Problem statement: Please copy the thread on Sage espresso machines again, beginning at the words "So now I've" and stopping after "taste consistently tho.". Swap "steam wand" for "milk frother" in that span.

# Sage dual temp pro + grinder or Sage barista express



## Benjijames28 (Mar 29, 2017)

I had to return my barista express to the shop over a minor issue, i was offered a replacement or refund, i opted for refund to give me time to contemplate my options, because i knew very little about coffee when i bought the machine.

So now I've read that people don't rate the sage grinders but seem to think the machines including the cheap ones can make a good cup.

I was really impressed with the sages steam wand, and how quick the machine warmed up. As for my shots, bit hit and miss, fresher beans made all the difference, i never nailed the taste consistently tho.

What options would you guys consider for any set up with a budget of around the 600 pound mark?

I may just go buy a hand grinder and try and make some good aeropress coffee with the beans I've got left.


----------



## momchevk (Jan 31, 2017)

Hi, I got DTP plus a Mignon for similar amount of money although I managed to find a pristine second hand Mignon, so a bit less than 600. I was also considering the Barista express but decided this would limit me to the inbuilt grinder so less flexibility with choices there. In the future I may want to change just the machine... I think the BE is basically the same coffee machine as the DTP without the grinder although I haven't looked to deep into the differences.

Bottom line, get a machine and a grinder separately and try to choose the best grinder possible - this is what this forum thought me


----------



## 4085 (Nov 23, 2012)

buy a separate grinder and machine, then you can upgrade either. Mignons at that price bracket are sound, especially if you can pick up a second hand one


----------



## Benjijames28 (Mar 29, 2017)

So far people are saying go for something like a mignon grinder and a sage dual temp pro?

Cost wise about same, benefit been i get a better grinder, negative been i don't get the pressure gauge.

Also does anyone know if the dual temp pro let's u adjust the temperature of your shots, or alter the amount of water you get with a button press, apparently you can do both on the barista express.


----------



## 4085 (Nov 23, 2012)

as far as I can remember, the dual temp has no bells and whistles. I did test one a couple of years ago. BB do the Quickmill Silvano which is a little more but has a pid etc. Have a look at that

https://www.bellabarista.co.uk/quik-mill-silvano-espresso-machine-1640.html

I have had one of those to look at as well and found them fun and friendly and this one is a bargain price


----------



## Kyle T (Jan 6, 2016)

I have a DTP and its a superb entry level machine. It heats up in a minute or so and froths milk really well. You have to get use to the pre-infusion but your Sage BE probably did that anyway? As for grinder, it seems a Mignon is a good shout though ive never owned one or even a Mazzer Super Jolly second hand from the for sale section would be a good upgrade. Or you can try and get a DTP for as cheap as possible and put the rest of your money towards a Baratza Sette 270 which is a superb grinder.


----------



## Benjijames28 (Mar 29, 2017)

dfk41 said:


> as far as I can remember, the dual temp has no bells and whistles. I did test one a couple of years ago. BB do the Quickmill Silvano which is a little more but has a pid etc. Have a look at that
> 
> https://www.bellabarista.co.uk/quik-mill-silvano-espresso-machine-1640.html
> 
> I have had one of those to look at as well and found them fun and friendly and this one is a bargain price


Looks like it's gone.

I looked at the sage instructions online and your right, no bells and whistles, just on or off.

Choices choices.

Those mignon grinders look decent. With a 3 year warranty you can't complain.

Point labeling examples

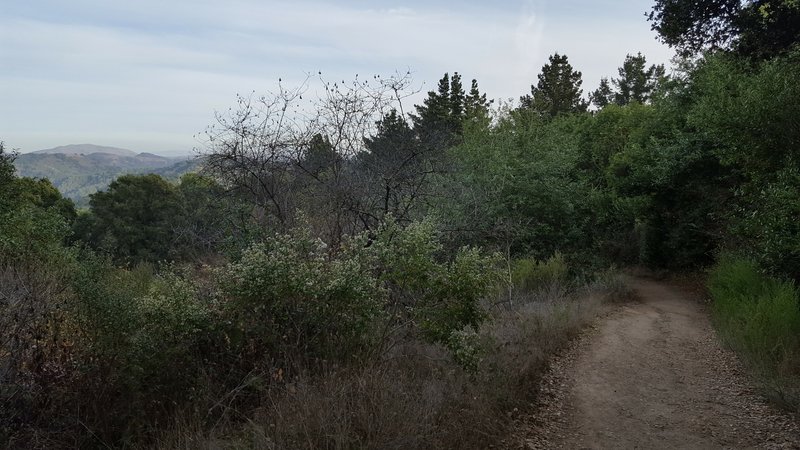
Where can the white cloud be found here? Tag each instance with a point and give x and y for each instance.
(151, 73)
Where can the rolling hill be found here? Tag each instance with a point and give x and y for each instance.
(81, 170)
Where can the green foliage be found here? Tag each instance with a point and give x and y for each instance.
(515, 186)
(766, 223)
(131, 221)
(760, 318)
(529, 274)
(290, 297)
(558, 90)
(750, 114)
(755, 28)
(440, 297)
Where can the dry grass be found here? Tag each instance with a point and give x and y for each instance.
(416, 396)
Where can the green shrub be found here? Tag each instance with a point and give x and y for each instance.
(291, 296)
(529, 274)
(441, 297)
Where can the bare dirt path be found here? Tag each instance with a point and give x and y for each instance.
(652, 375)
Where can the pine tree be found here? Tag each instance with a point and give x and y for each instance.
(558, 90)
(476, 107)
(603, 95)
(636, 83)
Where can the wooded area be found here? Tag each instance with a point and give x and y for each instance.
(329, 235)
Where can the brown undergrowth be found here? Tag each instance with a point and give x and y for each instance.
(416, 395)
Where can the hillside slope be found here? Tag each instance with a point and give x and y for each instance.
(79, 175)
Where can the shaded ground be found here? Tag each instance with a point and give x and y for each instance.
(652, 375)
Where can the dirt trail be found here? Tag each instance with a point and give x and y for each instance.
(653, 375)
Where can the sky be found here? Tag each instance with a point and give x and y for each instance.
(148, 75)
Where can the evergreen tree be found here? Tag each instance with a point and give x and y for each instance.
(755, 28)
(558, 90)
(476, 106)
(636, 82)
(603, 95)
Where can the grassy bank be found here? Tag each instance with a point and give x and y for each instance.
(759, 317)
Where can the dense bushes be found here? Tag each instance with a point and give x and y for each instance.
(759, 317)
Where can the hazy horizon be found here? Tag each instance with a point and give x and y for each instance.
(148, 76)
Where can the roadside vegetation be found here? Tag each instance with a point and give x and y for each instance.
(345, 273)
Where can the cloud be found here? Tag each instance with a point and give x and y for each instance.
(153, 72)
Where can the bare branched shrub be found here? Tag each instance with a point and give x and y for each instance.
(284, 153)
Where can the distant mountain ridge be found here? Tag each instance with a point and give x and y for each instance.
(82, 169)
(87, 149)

Response:
So now I've read that people don't rate the sage grinders but seem to think the machines including the cheap ones can make a good cup.

I was really impressed with the sages milk frother, and how quick the machine warmed up. As for my shots, bit hit and miss, fresher beans made all the difference, i never nailed the taste consistently tho.